● **Task requirements**
Pick out every line of the rows below that contains the word "uniform" and copy each of those lines.

Coordinate annotation entries
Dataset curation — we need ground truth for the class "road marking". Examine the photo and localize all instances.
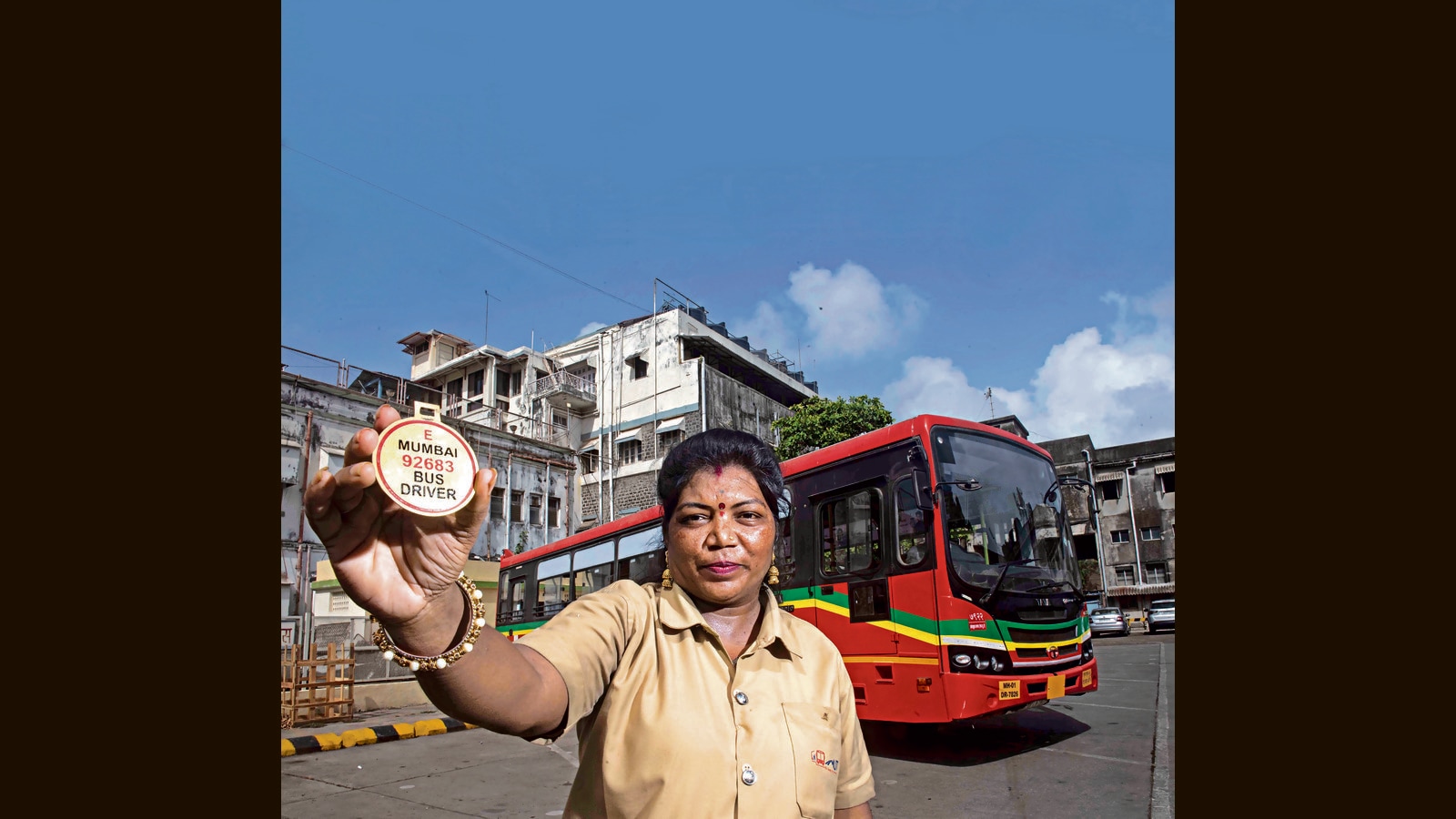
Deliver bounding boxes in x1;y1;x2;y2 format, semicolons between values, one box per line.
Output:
1036;748;1148;765
1148;644;1174;819
1053;703;1153;711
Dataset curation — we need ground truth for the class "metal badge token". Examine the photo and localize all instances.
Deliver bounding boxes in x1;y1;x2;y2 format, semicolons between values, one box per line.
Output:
374;400;479;518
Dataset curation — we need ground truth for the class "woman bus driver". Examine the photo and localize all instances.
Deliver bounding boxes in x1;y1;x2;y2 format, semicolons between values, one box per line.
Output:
304;405;875;819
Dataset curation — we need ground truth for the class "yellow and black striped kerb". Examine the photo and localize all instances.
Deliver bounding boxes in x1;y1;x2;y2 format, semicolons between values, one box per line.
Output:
282;717;476;756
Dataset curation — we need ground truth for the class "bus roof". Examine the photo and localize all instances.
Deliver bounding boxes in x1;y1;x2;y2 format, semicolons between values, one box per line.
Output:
500;415;1053;570
781;415;1053;475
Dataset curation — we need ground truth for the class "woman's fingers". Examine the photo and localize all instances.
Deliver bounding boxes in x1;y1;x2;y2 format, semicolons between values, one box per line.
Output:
300;470;342;543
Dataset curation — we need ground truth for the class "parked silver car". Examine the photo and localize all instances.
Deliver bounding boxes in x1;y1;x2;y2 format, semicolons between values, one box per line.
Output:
1145;598;1175;634
1090;606;1133;637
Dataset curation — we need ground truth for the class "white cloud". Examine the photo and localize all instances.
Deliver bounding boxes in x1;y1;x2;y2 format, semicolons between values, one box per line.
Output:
730;262;926;360
884;284;1174;448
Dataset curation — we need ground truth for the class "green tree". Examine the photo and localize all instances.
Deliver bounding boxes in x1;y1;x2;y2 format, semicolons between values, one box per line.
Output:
774;395;895;460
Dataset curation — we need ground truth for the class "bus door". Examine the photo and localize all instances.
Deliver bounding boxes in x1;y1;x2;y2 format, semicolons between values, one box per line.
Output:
795;456;897;655
888;470;941;666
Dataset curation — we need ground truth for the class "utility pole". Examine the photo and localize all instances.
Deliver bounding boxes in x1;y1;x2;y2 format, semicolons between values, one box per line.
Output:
480;290;500;347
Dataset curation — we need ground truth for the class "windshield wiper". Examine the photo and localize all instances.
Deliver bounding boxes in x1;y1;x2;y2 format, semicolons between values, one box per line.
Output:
976;557;1039;609
1025;580;1087;603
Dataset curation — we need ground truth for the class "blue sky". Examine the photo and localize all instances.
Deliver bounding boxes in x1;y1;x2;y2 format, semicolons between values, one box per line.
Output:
279;0;1174;446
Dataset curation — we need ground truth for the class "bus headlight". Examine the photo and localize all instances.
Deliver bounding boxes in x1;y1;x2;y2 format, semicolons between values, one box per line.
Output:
948;645;1010;673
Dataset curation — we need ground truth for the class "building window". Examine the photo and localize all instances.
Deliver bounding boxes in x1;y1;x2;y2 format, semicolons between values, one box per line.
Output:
617;440;642;463
1097;480;1123;500
495;370;521;395
1143;562;1168;583
446;378;464;415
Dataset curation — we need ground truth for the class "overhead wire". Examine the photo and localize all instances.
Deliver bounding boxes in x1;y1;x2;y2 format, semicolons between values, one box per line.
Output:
279;143;652;313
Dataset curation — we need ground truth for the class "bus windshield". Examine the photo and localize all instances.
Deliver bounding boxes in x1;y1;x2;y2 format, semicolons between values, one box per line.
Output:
932;427;1082;596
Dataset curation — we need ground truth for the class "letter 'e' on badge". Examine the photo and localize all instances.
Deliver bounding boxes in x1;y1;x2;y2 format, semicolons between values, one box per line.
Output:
374;400;479;518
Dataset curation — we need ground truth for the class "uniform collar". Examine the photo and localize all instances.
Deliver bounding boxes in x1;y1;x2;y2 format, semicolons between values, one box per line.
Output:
657;584;804;657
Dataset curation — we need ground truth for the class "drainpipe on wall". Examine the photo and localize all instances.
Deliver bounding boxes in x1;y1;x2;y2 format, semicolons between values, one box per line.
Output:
297;410;313;643
1123;458;1143;585
1082;449;1108;602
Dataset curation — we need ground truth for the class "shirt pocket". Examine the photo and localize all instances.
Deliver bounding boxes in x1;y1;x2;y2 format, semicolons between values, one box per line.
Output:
784;703;843;819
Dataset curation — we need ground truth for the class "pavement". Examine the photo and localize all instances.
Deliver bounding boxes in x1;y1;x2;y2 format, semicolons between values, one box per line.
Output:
281;703;479;756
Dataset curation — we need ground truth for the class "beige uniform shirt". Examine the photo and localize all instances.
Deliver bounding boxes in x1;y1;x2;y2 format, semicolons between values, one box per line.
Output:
520;580;875;819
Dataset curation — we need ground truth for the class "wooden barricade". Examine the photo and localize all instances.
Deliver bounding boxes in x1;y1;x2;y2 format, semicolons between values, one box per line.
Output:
282;642;354;729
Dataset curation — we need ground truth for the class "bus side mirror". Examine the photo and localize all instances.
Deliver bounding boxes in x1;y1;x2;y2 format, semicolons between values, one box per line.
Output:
910;470;935;511
774;487;794;521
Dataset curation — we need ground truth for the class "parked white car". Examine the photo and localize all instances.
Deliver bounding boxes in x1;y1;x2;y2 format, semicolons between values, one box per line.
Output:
1089;606;1133;637
1143;598;1174;634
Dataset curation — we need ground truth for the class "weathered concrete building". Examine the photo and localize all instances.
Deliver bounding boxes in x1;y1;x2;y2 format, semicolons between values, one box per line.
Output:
281;371;577;642
396;289;818;533
1036;436;1177;615
537;289;818;528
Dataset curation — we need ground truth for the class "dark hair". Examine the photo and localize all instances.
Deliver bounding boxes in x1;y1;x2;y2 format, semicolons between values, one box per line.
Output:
657;429;784;541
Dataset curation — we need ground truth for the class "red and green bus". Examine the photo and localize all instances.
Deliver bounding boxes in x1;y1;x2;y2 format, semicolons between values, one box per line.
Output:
497;415;1097;723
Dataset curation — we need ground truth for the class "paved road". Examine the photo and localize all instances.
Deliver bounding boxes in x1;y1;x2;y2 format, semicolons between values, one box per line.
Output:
282;634;1175;819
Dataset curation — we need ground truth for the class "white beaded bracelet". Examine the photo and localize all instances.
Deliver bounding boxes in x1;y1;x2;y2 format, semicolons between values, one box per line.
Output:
374;571;486;672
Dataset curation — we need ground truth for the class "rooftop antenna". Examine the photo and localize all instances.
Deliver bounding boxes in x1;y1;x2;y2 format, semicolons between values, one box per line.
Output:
480;290;500;347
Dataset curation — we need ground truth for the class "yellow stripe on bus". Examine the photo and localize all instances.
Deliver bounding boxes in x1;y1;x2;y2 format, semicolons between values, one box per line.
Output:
789;598;941;645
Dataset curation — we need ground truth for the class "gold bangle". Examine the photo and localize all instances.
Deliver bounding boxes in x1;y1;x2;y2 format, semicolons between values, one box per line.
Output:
374;571;485;672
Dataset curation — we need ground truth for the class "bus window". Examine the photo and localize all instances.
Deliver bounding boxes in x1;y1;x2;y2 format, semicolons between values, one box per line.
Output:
617;526;667;583
571;541;613;599
820;490;879;574
774;490;798;583
536;554;571;615
895;478;930;565
495;577;526;622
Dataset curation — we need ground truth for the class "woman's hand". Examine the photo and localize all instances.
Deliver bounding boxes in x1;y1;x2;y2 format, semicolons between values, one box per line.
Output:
303;404;497;632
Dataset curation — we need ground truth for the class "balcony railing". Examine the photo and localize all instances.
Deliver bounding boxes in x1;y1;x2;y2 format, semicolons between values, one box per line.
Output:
526;371;597;402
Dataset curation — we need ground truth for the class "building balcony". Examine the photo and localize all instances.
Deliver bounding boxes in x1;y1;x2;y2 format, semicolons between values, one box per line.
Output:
526;371;597;412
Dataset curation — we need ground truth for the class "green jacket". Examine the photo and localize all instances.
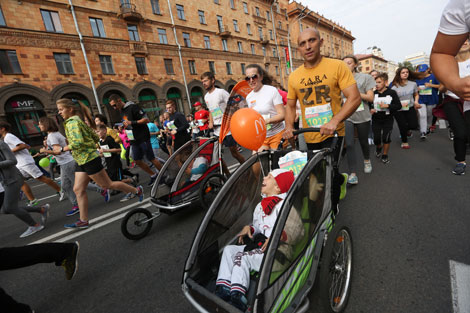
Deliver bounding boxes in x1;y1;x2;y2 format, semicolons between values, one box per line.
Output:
65;115;100;165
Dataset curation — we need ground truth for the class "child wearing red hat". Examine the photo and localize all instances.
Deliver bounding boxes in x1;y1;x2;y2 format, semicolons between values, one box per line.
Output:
215;169;294;311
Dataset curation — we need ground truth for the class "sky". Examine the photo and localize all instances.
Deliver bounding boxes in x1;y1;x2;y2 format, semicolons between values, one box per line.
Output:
297;0;448;62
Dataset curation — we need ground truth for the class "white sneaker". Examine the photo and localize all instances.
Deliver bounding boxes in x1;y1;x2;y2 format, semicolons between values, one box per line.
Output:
20;225;44;238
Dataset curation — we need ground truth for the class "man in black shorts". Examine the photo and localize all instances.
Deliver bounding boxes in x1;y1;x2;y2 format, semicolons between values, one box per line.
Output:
109;94;162;186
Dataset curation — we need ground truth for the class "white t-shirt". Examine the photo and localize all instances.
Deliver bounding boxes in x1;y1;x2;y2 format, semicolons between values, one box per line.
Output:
246;85;285;138
3;133;35;167
204;88;230;136
47;132;73;165
439;0;470;35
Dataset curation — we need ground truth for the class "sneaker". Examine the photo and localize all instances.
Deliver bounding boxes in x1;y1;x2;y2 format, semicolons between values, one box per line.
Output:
348;175;359;185
101;189;111;203
20;224;44;238
339;173;348;200
119;192;136;202
66;205;80;216
452;163;467;175
64;220;90;229
57;191;65;202
136;186;144;202
62;241;80;280
41;203;51;225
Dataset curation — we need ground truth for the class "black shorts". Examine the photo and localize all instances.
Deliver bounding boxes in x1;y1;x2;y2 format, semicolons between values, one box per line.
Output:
75;157;104;175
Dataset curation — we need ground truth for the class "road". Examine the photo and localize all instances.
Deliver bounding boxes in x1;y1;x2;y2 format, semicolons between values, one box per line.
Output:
0;130;470;313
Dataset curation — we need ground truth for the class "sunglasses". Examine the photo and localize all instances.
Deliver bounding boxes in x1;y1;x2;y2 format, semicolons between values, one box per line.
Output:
245;74;258;82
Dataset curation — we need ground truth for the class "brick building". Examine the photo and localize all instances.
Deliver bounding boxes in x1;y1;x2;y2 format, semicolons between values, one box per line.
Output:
0;0;354;144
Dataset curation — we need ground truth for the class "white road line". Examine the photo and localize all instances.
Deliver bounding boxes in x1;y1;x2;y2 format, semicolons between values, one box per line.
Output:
449;260;470;313
30;198;150;244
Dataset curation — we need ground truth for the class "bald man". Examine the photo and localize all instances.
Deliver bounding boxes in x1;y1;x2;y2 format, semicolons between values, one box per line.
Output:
284;28;361;207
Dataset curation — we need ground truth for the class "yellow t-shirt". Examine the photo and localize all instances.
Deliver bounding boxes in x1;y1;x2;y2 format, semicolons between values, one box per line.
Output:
287;57;356;143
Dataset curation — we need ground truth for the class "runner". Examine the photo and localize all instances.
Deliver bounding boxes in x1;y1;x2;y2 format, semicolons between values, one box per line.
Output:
109;94;162;186
416;64;439;140
245;64;286;153
284;28;361;208
370;73;401;164
392;67;421;149
343;55;375;184
54;99;143;228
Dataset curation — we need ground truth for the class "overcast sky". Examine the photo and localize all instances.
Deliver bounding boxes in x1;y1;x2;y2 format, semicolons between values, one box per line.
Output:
297;0;448;62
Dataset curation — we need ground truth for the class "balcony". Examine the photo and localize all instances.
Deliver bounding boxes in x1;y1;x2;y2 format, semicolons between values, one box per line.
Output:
119;2;144;22
219;25;232;38
129;41;148;56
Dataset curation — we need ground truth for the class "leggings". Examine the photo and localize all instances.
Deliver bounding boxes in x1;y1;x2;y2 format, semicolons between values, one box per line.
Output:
345;121;370;173
2;179;41;226
395;107;418;143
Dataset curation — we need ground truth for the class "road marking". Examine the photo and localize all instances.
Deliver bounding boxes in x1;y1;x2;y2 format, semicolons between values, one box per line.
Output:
30;198;150;244
449;260;470;313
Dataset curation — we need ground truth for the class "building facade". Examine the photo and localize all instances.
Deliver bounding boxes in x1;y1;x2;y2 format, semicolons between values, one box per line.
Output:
0;0;353;144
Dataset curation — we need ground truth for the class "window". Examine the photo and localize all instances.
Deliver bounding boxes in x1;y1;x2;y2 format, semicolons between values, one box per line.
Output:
204;36;211;49
217;15;224;32
233;20;240;33
243;2;248;14
100;55;114;74
90;17;106;38
158;28;168;45
54;53;73;74
0;7;7;26
197;10;206;24
127;24;140;41
0;50;21;74
209;61;215;74
150;0;161;14
176;4;186;20
163;59;175;75
41;10;64;33
183;33;191;48
188;60;197;75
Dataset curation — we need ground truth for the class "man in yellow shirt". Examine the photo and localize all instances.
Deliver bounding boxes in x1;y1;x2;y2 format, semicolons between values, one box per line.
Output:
284;28;361;207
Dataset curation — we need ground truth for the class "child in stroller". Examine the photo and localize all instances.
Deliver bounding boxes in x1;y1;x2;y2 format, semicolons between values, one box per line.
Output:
215;169;294;311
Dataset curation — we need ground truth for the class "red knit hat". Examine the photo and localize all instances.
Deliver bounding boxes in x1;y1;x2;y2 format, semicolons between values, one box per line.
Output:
271;169;295;193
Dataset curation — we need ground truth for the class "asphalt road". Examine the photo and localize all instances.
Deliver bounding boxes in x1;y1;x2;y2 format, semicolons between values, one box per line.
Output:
0;130;470;313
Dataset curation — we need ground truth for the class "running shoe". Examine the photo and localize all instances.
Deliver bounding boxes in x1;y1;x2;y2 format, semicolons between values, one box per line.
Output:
119;192;135;202
339;173;348;200
101;189;111;203
62;241;80;280
64;220;90;229
41;203;51;225
137;186;144;202
66;205;80;216
20;224;44;238
348;175;359;185
452;163;467;175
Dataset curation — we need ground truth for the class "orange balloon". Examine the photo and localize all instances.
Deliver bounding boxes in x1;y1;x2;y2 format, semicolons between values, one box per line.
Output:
230;108;266;151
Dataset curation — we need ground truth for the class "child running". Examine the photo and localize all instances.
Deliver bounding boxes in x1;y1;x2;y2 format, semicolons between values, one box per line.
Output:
57;99;144;228
370;73;401;164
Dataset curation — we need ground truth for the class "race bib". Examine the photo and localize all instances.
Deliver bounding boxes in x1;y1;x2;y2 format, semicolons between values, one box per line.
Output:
305;103;333;127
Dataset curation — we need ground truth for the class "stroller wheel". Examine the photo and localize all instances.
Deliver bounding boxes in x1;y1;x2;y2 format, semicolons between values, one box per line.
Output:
121;208;153;240
199;174;226;210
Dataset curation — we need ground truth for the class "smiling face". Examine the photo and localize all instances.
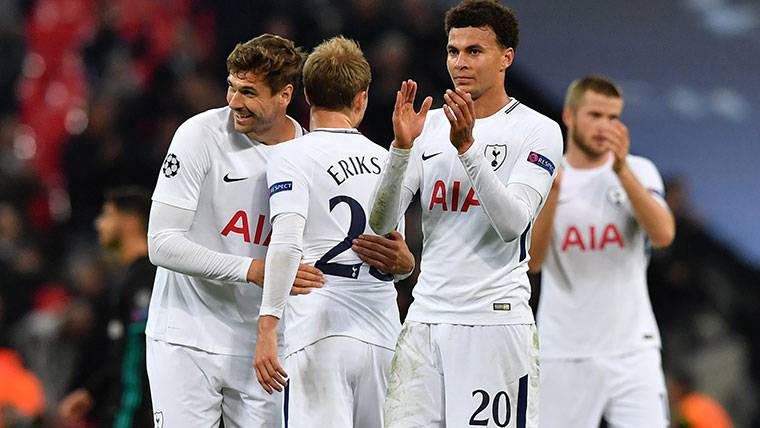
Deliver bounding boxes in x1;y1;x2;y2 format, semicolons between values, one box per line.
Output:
227;71;293;140
563;90;623;159
446;27;514;100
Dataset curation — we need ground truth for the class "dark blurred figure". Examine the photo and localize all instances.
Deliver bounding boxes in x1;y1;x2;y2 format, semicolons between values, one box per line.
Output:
648;177;760;426
58;188;156;428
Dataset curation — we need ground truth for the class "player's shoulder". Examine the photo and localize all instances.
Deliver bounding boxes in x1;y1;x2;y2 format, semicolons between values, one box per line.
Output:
626;153;657;170
626;154;659;174
503;100;559;129
177;107;230;134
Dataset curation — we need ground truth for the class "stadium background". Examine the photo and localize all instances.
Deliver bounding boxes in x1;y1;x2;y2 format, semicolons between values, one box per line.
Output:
0;0;760;427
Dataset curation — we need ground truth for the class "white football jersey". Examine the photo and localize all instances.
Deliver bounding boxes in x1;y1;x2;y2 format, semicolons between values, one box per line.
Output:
146;107;303;355
267;128;403;355
538;155;665;358
403;99;562;325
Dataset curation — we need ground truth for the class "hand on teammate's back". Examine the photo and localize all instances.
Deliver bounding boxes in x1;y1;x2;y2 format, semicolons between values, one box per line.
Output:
253;315;288;394
393;79;433;149
351;230;414;274
247;259;325;296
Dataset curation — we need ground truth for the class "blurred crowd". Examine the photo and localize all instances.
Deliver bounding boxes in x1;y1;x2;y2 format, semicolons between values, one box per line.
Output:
0;0;760;427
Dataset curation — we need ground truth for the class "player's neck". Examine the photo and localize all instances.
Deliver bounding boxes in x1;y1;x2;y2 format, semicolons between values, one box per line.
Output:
565;144;611;169
118;236;148;266
475;88;512;119
246;115;296;146
309;107;356;131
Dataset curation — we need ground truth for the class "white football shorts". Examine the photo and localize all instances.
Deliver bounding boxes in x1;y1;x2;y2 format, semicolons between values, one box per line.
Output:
385;322;539;428
146;338;283;428
540;348;670;428
285;336;393;428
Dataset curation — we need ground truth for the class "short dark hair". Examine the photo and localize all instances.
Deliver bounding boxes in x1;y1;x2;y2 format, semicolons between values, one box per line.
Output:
227;33;306;93
303;36;372;110
103;186;151;231
565;74;623;111
446;0;520;50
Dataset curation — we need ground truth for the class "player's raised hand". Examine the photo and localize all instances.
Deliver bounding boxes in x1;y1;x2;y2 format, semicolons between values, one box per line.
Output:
443;88;475;155
253;315;288;394
290;263;325;296
604;120;630;172
393;79;433;149
351;230;414;274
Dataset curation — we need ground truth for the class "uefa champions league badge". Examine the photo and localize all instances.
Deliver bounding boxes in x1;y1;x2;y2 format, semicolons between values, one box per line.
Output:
607;186;628;208
483;144;507;171
161;153;179;178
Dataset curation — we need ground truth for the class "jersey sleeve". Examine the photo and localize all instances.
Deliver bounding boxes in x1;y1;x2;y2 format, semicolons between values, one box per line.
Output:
401;144;423;196
153;121;213;211
509;120;562;200
267;141;311;220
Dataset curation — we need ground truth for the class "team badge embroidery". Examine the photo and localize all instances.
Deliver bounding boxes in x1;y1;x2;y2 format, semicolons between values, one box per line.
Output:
483;144;507;171
607;186;628;208
161;153;179;178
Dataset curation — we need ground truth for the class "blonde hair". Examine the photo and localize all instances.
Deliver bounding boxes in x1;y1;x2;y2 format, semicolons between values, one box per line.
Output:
227;34;306;93
565;74;623;111
303;36;372;110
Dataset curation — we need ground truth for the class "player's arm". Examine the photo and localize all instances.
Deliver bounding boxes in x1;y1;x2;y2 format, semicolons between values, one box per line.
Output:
148;201;324;294
148;201;253;282
605;121;676;248
369;80;433;235
254;213;306;394
148;119;321;292
528;167;562;273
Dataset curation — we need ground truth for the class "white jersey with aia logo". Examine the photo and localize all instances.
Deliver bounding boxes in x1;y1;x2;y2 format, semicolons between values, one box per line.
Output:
146;107;303;355
267;128;403;355
403;99;562;325
538;155;665;358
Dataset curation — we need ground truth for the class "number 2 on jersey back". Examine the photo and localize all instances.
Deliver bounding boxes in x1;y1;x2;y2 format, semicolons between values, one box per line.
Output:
314;195;393;281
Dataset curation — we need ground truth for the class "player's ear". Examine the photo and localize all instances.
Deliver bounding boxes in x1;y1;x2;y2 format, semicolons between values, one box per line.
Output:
303;88;311;107
351;90;369;113
499;48;515;71
562;106;573;128
280;83;295;106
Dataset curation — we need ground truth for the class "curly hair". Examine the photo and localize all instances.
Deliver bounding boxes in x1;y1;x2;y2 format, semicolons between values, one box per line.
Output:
565;74;623;111
303;36;372;109
446;0;520;50
227;34;306;93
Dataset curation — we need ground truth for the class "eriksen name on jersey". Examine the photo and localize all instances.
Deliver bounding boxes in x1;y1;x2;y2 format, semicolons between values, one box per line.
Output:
326;156;382;186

● **Output of the exercise**
Dataset curation — we need ground truth for the class "uniform collar". Examine the photo and localize all instances.
Dataset curation — we need ground truth for the class "beige uniform shirt". Examine the photo and localize all instances.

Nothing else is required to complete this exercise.